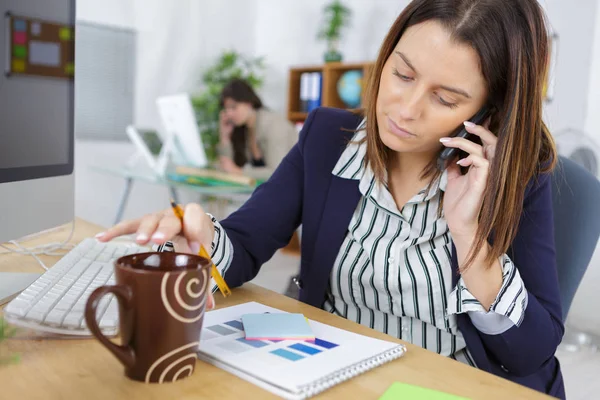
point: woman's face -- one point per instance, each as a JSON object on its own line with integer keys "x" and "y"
{"x": 429, "y": 86}
{"x": 237, "y": 112}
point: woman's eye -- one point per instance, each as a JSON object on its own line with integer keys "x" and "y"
{"x": 403, "y": 77}
{"x": 447, "y": 104}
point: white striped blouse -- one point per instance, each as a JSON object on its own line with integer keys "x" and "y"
{"x": 393, "y": 270}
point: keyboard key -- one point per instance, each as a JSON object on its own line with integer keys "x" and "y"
{"x": 59, "y": 296}
{"x": 73, "y": 320}
{"x": 36, "y": 315}
{"x": 55, "y": 317}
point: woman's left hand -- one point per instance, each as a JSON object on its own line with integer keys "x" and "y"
{"x": 464, "y": 193}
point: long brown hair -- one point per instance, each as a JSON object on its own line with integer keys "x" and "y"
{"x": 240, "y": 91}
{"x": 511, "y": 39}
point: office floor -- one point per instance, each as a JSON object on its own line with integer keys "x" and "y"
{"x": 580, "y": 369}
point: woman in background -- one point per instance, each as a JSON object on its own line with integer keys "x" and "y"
{"x": 253, "y": 139}
{"x": 457, "y": 258}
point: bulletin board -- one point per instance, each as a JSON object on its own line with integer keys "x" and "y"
{"x": 39, "y": 48}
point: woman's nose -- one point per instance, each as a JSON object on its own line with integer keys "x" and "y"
{"x": 411, "y": 106}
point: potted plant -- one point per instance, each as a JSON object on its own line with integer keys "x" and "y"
{"x": 336, "y": 17}
{"x": 5, "y": 333}
{"x": 228, "y": 66}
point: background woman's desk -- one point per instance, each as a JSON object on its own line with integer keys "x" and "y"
{"x": 222, "y": 194}
{"x": 82, "y": 369}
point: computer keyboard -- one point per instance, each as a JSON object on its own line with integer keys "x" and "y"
{"x": 55, "y": 302}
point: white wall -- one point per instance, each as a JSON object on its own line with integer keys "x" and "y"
{"x": 592, "y": 125}
{"x": 574, "y": 25}
{"x": 176, "y": 40}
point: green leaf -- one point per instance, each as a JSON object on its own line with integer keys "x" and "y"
{"x": 230, "y": 64}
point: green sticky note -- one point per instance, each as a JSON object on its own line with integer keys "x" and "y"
{"x": 401, "y": 391}
{"x": 20, "y": 51}
{"x": 69, "y": 69}
{"x": 65, "y": 34}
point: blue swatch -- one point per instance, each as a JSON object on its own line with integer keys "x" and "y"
{"x": 235, "y": 324}
{"x": 324, "y": 344}
{"x": 305, "y": 349}
{"x": 287, "y": 354}
{"x": 254, "y": 343}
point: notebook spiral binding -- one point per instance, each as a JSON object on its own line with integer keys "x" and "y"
{"x": 350, "y": 372}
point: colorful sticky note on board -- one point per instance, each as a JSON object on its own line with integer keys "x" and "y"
{"x": 19, "y": 38}
{"x": 401, "y": 391}
{"x": 36, "y": 29}
{"x": 20, "y": 51}
{"x": 277, "y": 326}
{"x": 20, "y": 25}
{"x": 18, "y": 66}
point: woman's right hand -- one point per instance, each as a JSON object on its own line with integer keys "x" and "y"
{"x": 164, "y": 226}
{"x": 225, "y": 128}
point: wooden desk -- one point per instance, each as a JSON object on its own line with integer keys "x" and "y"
{"x": 53, "y": 368}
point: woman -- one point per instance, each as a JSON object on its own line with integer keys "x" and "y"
{"x": 253, "y": 140}
{"x": 460, "y": 262}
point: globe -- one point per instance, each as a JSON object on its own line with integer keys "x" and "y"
{"x": 349, "y": 88}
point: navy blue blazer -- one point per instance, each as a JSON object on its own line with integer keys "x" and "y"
{"x": 303, "y": 191}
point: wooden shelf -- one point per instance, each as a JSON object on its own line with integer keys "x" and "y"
{"x": 329, "y": 94}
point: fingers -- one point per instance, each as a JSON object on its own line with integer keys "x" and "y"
{"x": 487, "y": 137}
{"x": 198, "y": 228}
{"x": 168, "y": 227}
{"x": 475, "y": 161}
{"x": 147, "y": 228}
{"x": 463, "y": 144}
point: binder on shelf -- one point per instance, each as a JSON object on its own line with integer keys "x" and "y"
{"x": 305, "y": 81}
{"x": 316, "y": 79}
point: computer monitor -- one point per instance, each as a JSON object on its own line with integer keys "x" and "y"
{"x": 36, "y": 115}
{"x": 179, "y": 121}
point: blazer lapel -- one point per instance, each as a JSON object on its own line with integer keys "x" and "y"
{"x": 340, "y": 204}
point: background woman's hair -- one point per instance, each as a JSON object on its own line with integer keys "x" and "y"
{"x": 511, "y": 39}
{"x": 240, "y": 91}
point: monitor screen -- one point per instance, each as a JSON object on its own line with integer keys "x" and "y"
{"x": 37, "y": 56}
{"x": 152, "y": 140}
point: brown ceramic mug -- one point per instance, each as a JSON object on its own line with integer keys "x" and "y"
{"x": 162, "y": 298}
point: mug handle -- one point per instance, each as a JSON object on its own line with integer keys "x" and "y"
{"x": 124, "y": 353}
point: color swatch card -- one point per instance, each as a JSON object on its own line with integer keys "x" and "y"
{"x": 292, "y": 369}
{"x": 401, "y": 391}
{"x": 277, "y": 326}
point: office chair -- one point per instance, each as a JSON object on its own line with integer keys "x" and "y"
{"x": 575, "y": 198}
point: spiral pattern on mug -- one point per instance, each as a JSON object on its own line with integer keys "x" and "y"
{"x": 181, "y": 306}
{"x": 185, "y": 363}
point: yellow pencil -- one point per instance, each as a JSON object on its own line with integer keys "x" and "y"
{"x": 203, "y": 253}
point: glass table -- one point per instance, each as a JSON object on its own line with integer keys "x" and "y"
{"x": 215, "y": 196}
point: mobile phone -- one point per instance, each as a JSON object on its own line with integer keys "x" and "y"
{"x": 449, "y": 153}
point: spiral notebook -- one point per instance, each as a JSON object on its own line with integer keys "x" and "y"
{"x": 290, "y": 369}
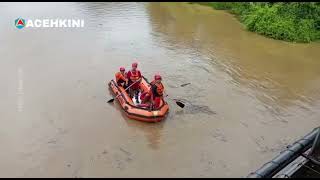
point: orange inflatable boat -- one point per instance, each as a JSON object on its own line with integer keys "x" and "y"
{"x": 135, "y": 112}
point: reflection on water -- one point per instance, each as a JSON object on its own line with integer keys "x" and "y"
{"x": 247, "y": 95}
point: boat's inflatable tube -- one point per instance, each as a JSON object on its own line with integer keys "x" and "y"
{"x": 135, "y": 112}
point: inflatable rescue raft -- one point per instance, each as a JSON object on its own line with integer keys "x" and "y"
{"x": 132, "y": 110}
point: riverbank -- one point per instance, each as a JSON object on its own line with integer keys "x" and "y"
{"x": 294, "y": 22}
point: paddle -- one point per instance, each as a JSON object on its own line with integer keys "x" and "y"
{"x": 180, "y": 104}
{"x": 111, "y": 100}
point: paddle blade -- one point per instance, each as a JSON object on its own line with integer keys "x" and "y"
{"x": 180, "y": 104}
{"x": 111, "y": 100}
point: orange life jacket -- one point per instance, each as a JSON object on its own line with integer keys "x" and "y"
{"x": 159, "y": 89}
{"x": 134, "y": 76}
{"x": 119, "y": 77}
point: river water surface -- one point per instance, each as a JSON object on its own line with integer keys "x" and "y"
{"x": 249, "y": 96}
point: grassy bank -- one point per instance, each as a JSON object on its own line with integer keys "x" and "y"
{"x": 289, "y": 21}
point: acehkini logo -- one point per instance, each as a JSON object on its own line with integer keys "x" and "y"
{"x": 20, "y": 23}
{"x": 49, "y": 23}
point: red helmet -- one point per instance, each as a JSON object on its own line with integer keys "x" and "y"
{"x": 157, "y": 77}
{"x": 135, "y": 64}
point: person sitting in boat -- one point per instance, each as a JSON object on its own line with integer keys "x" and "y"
{"x": 152, "y": 99}
{"x": 121, "y": 78}
{"x": 133, "y": 76}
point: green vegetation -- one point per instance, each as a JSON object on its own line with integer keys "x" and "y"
{"x": 290, "y": 21}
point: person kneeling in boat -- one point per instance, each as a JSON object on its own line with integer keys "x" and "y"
{"x": 121, "y": 78}
{"x": 152, "y": 99}
{"x": 134, "y": 75}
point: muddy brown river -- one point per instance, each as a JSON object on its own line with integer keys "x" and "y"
{"x": 249, "y": 96}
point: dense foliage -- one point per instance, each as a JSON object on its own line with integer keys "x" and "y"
{"x": 290, "y": 21}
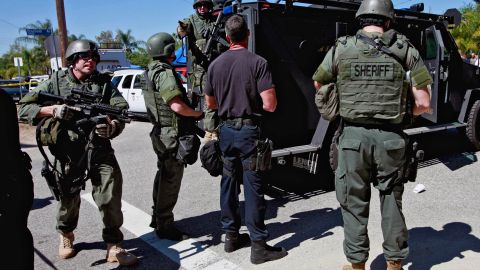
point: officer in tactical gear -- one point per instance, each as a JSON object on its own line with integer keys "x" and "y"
{"x": 16, "y": 194}
{"x": 171, "y": 115}
{"x": 369, "y": 70}
{"x": 195, "y": 28}
{"x": 82, "y": 57}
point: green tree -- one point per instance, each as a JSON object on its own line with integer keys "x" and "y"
{"x": 106, "y": 40}
{"x": 127, "y": 40}
{"x": 467, "y": 34}
{"x": 139, "y": 57}
{"x": 36, "y": 40}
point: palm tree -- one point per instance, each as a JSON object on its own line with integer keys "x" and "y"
{"x": 467, "y": 34}
{"x": 37, "y": 40}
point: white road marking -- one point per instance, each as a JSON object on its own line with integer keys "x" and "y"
{"x": 190, "y": 253}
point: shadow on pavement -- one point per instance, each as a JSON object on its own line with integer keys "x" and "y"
{"x": 41, "y": 203}
{"x": 429, "y": 247}
{"x": 450, "y": 148}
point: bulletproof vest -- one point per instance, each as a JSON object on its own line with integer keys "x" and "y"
{"x": 62, "y": 137}
{"x": 158, "y": 111}
{"x": 372, "y": 86}
{"x": 63, "y": 83}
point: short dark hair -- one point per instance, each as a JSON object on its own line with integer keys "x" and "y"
{"x": 236, "y": 28}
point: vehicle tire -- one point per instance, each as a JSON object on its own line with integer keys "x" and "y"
{"x": 333, "y": 154}
{"x": 473, "y": 125}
◆ ◆ ◆ ◆ ◆
• _Exercise prompt_
Quote the rows exactly, beginning at the line that contains "point: green tree" and continuing through the end of the rows.

• _Solution for this problem_
point: green tree -- one point per instance, each as a JSON object on its own line with integer keys "x" and "y"
{"x": 106, "y": 40}
{"x": 127, "y": 40}
{"x": 467, "y": 34}
{"x": 139, "y": 57}
{"x": 36, "y": 40}
point: palm tree -- one point per instance, each as a JSON object on its own line with integer keys "x" and "y"
{"x": 467, "y": 34}
{"x": 37, "y": 40}
point: white road marking -- one point per instance, each as a JSON object on its own line with integer keys "x" and "y"
{"x": 190, "y": 253}
point: shadow on pavement -- one point per instance, each as a JSON object on its own line with integer keys "x" and "y"
{"x": 41, "y": 203}
{"x": 429, "y": 247}
{"x": 450, "y": 148}
point: bulletproof vest -- one point per instance, each as a JSON object on its own line with integer keys "x" and "y"
{"x": 62, "y": 137}
{"x": 158, "y": 111}
{"x": 372, "y": 86}
{"x": 63, "y": 83}
point: short dark hair -- one point per instance, each as a JSON object on its own line with integer keys "x" and "y"
{"x": 236, "y": 28}
point: vehicle tire -- one point per instance, each as a JSON object on its own line with integer keys "x" and "y"
{"x": 333, "y": 154}
{"x": 473, "y": 125}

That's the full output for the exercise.